**Text block**:
[start]

It was expected to go for up to $3 million. The financial crisis has hit the art market.

NEW YORK - On Day 2 of the fall auction season, a Russian masterpiece expected to sell for up to $3 million did not find a buyer yesterday, further underscoring the impact of the global financial crisis on the art market.

Not one hand went up when

View of St. Petersburg

by Alexei Petrovich Bogoliubov was offered at Sotheby's morning sale of important Russian works from the impressionist and modern periods.

Many other works sold at or below their presale estimates; others did not sell at all. Final results were unavailable because sales were still under way.

It was the second day of lackluster bidding at the annual fall art season. On Monday, Sotheby's launched the season with masterpieces by Edgar Degas, Kazimir Malevich and Edvard Munch that fetched impressive prices. But a high percentage also went unsold - 25 works did not sell while 45 did.

Ian Peck, chief executive of the art finance firm Art Capital Group, had predicted that yesterday's lineup, which emphasized Russian work, would be a test of the "appetite and interest" of Russian buyers.

The high-end art market had stumbled in recent months as hedge fund traders, financiers and other deep-pocketed buyers from Russian, Europe and the Middle East have fallen victim to turmoil in global markets.

Monday's mixed results "firmly demonstrated that the concept of a recession in the art market is not abstract but real," Peck said. "Prices in all categories - the trophies, the great and the merely very good - were less contested, if at all, and end prices were likely reduced by 20 to 40 percent."

[end]

**Data entries**:
[start]

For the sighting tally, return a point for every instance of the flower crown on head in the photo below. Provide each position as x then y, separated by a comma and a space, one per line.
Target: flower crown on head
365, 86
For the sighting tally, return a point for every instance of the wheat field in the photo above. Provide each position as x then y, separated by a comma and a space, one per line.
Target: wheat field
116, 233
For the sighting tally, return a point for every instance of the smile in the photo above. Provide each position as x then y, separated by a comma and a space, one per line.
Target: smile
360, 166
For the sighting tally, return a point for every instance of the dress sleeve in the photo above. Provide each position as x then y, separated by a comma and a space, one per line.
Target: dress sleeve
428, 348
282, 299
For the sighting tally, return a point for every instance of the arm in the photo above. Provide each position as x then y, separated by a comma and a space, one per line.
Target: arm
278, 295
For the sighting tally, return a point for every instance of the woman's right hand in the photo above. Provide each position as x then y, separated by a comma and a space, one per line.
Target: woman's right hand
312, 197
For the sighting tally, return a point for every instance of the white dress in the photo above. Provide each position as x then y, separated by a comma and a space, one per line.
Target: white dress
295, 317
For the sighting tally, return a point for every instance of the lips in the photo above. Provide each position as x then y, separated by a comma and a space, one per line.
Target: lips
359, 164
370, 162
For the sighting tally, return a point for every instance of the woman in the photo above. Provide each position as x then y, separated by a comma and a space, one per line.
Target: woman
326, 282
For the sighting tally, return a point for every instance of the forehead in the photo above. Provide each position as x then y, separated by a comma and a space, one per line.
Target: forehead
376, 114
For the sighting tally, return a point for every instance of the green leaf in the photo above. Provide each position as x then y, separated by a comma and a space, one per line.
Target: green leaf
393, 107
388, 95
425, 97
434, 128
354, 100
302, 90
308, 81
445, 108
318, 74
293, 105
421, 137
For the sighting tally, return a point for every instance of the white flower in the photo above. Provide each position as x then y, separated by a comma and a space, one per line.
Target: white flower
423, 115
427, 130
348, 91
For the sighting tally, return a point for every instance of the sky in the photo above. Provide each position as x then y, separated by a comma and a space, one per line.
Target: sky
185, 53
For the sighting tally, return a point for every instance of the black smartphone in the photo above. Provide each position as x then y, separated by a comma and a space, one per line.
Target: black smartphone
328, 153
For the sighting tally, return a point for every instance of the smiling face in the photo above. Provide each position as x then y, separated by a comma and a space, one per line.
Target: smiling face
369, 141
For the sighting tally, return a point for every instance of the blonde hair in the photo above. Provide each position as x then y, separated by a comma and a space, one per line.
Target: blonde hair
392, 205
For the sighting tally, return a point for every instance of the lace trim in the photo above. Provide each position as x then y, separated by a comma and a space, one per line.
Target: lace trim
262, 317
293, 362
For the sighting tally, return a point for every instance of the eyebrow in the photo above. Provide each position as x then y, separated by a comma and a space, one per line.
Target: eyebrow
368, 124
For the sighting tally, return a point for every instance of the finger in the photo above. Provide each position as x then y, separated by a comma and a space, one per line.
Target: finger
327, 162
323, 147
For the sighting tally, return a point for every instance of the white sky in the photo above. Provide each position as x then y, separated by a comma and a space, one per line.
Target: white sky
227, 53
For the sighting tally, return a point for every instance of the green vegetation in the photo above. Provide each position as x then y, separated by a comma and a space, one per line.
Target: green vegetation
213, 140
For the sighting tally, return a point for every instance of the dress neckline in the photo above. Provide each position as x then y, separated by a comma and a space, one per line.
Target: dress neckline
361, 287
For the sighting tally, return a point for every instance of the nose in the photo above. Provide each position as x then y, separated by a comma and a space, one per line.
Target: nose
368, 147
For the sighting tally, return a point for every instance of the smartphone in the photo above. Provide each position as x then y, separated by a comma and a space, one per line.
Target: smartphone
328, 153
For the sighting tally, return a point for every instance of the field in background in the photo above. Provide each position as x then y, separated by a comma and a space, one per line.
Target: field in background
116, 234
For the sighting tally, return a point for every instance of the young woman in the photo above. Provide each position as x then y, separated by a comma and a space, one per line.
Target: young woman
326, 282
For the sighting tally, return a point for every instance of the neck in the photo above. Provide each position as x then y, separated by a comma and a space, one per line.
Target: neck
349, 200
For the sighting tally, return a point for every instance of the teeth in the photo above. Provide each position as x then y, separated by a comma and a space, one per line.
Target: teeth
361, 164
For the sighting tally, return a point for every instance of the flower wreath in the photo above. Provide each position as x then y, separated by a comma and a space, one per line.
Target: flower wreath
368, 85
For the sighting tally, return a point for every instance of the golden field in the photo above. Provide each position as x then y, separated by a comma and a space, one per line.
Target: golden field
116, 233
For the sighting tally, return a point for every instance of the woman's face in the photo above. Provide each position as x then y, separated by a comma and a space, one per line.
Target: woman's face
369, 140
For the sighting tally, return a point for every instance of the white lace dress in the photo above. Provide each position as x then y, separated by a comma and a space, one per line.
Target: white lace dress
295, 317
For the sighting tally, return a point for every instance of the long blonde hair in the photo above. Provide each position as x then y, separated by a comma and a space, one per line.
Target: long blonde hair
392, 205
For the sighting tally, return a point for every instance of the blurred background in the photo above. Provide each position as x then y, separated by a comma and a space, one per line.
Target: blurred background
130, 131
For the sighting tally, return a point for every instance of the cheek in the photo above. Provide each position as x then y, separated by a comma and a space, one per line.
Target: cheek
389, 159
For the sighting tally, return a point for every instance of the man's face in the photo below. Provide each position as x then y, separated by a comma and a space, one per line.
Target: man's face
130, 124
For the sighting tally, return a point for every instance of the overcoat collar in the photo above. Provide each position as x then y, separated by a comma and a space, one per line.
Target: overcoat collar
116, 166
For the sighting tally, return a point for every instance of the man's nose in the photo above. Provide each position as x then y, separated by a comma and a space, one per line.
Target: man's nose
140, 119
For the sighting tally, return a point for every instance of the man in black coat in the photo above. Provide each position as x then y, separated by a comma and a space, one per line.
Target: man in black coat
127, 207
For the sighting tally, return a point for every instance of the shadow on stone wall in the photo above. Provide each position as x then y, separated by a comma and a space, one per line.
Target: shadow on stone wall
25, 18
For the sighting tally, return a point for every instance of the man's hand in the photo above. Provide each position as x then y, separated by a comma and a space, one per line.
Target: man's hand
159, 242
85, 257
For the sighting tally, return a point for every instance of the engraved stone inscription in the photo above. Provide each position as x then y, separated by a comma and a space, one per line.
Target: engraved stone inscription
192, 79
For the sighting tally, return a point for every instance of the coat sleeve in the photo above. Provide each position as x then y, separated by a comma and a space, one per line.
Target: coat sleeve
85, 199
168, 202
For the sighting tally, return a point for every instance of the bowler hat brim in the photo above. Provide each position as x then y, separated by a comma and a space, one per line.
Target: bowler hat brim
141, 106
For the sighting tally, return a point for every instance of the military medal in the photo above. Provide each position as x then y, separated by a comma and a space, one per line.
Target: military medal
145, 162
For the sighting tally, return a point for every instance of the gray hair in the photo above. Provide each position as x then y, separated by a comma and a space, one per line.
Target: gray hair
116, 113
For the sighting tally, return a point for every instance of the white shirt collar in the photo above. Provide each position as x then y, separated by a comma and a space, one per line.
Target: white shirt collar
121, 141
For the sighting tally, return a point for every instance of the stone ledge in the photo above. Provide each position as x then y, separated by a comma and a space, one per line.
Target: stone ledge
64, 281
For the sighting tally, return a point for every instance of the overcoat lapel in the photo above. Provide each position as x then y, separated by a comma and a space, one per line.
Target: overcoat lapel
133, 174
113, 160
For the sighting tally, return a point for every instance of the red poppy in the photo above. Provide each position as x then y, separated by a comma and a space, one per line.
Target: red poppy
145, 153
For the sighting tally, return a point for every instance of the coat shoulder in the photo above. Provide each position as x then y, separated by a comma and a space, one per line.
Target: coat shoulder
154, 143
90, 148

[end]

**Exercise**:
Continue the news report on the weak bidding at the fall art auctions, starting after its final quoted sentence.

**Answer to this problem**:
Christie's was to begin its first auction of the season last night with paintings, sculptures and decorative arts from two private collections of works by Picasso, Toulouse-Lautrec, Manet and Cezanne. Its combined presale estimate was $130 million.

Among the highlights of the Alex and Rita Hillman collection are Manet's

Fillette sur un banc

, with a presale estimate of $12 million to $18 million, and Toulouse-Lautrec's

Portrait de Henri Nocq

, at $6 million to $8 million.

The second collection, owned by designer and philanthropist Alice Lawrence, includes Mark Rothko's

No. 43 (Mauve)

. Painted in 1960, it could fetch as much as $30 million.

Many of the estimates were set in the summer, when financial markets in Europe, Asia and Russia were still strong. Christie's said it now is asking its sellers to be realistic.

"Without a doubt, we will be calling consignors on some of the lots and discussing the interest level in them," said Guy Bennett, its international co-head of impressionist and modern art.